Explore o material:
1. Enumere todos os nomes próprios de pessoas e personagens mencionados no texto em estudo.
2. Prossiga o texto em estudo a partir do ponto em que ele termina.

Texto em estudo:
----------

Olga Borelli — amiga próxima e secretária de Clarice Lispector — foi a responsável por organizar esta obra. Alguns fragmentos foram retirados por ela, e meu coração quase sai do lugar quando li um deles. Era um trecho onde Ângela refletia sobre a morte, mas guardava a fagulha de tragédia do acaso, em que ela desejava obter algum câncer para morrer repentinamente, exatamente como ocorrido no destino de Clarice.
“Eu não tenho uma só resposta. Mas tenho mais perguntas do que outro homem pudesse responder.”
Este não é um livro feito para as visões críticas, muito menos para palavras! Que digo? Adjetivos não bastam; preciso de frases, parágrafos, sendo que tudo isto é apenas um prólogo de sentimento. Perdoe-me, terei de ser abstrata para trazer, talvez, a intensidade de um sopro incerto. Escute Claude Debussy e trate as últimas teclas do piano como o início da próxima peça; sinta com todos os poros de sua face uma única lágrima escorrer pela pele hoje viva, mas se espante ao notar que chora; semicerre os olhos ao analisar a ponta do dedo ferido, e reflita onde foi que se cortara; respire profundamente em um ambiente abafado e depois permita-se voltar ao fluxo habitual de oxigênio...
LUIZA. — Não sei como e porquê explico. Seria eu capaz de explicar o som da voz de uma pessoa amada para alguém que nunca experienciou a melodia? Ou descrever as cores para outrém? Digo outrém, sim, pois não se é necessário a cegueira. Ora, se todos que enxergam possuem tons e cores prediletos variados, não se pode presumir que serei imparcial ao citar a coloração que me é a mais querida. No entanto, acho que seria capaz de fazê-lo ao descrever um arco-íris, pois seria o conjunto, não uma de cada vez. Pense, por exemplo, na sociedade; quando temos de a descrever, falamos sobre o conjunto, não sobre os poucos que amamos dentre os bilhões de desconhecidos.

----------

Dados para análise:

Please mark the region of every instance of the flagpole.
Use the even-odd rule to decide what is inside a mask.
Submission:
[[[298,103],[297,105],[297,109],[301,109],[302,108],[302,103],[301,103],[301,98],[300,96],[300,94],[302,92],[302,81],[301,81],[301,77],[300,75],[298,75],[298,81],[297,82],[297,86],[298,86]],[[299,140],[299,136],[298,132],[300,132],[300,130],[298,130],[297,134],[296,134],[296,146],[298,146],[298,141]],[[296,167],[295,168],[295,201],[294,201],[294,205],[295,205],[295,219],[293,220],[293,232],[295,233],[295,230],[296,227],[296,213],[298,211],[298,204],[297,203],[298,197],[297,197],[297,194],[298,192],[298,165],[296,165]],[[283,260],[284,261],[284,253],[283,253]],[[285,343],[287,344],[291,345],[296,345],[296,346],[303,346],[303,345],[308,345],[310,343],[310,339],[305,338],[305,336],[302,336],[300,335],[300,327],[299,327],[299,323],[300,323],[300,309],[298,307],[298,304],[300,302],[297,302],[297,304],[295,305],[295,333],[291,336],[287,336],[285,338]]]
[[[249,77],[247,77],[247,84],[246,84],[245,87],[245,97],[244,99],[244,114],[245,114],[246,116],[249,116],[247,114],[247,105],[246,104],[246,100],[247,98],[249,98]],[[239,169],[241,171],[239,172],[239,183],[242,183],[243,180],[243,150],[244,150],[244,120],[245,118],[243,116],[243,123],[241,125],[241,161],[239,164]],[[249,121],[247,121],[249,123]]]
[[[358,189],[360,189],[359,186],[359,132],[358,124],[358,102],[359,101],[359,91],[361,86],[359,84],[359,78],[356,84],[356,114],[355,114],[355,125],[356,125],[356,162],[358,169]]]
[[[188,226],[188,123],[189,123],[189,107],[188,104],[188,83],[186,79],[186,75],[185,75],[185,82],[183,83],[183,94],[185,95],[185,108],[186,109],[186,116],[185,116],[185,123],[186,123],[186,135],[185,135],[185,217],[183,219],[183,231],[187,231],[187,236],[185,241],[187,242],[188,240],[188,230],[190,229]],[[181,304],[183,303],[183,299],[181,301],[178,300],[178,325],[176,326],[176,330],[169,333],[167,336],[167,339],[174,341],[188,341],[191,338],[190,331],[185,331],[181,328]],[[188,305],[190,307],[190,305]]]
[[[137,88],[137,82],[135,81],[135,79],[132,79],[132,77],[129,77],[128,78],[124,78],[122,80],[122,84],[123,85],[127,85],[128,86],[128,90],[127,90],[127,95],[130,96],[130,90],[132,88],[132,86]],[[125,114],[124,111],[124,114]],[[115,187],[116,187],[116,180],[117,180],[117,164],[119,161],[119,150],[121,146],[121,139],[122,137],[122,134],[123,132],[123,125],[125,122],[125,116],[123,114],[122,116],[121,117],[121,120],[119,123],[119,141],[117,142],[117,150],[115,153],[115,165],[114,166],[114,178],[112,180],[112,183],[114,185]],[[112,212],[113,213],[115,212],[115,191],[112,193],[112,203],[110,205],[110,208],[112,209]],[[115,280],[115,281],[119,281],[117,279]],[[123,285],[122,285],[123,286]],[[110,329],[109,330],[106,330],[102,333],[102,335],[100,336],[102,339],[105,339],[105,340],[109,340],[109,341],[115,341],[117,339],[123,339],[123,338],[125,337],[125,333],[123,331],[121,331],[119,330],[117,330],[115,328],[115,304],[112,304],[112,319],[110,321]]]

----------

Respostas por tarefa:
1. Olga Borelli, Clarice Lispector, Ângela, Claude Debussy, Luiza

2.
CLARICE. — Morre-se uma vez ou mais durante a vida? Todo dia morre-se, ao menos quando iremos para cama dormir e o fazemos. Pequenas mortes despercebidas no quotidiano que nos preparam para a mais letal de nossa existência. Morres tu desta forma como eu?
LUIZA. — Ah, Clarice! Sei que tu és uma cópia da Clarice Lispector verdadeira feita por mim, mas o espanto continua o mesmo. Não me sinto capaz de dar a voz a mim mesma no papel, imagine a ti. Perdoe-me pela frustração... mal sei como ser eu. Perco até o fio íntimo de devaneio em que me encontrava.
CLARICE. — Os minutos são preciosos.
Não comandamos nossa própria atenção. Ela vem sorrateiramente por detrás dos olhos e permanecem lá até que percebamos sua presença e a espantemos sem ter a intenção disso. O existir de tudo me deixa trêmula. Tenho medo de rosas vivas porque elas são tão frágeis e frajolas e porque morrem num piscar de olhos. Gosto de conversas por não morrerem, elas somente acabam.
LUIZA. — Sinto que Clarice irá escrever quanto quiser agora que a dei liberdade de o fazer. Terei de terminar a resenha por aqui, antes que isto se torne um livro acidental! Ah, onde estava?... Sim! O sentimento que o livro causa. Considere a obra um beijo carinhoso de Clarice, daqueles que se dá na testa antes de uma criança cair no sono. Somos as crianças, embriagadas demais pelo cansaço para perceber que este seria seu último sopro de vida.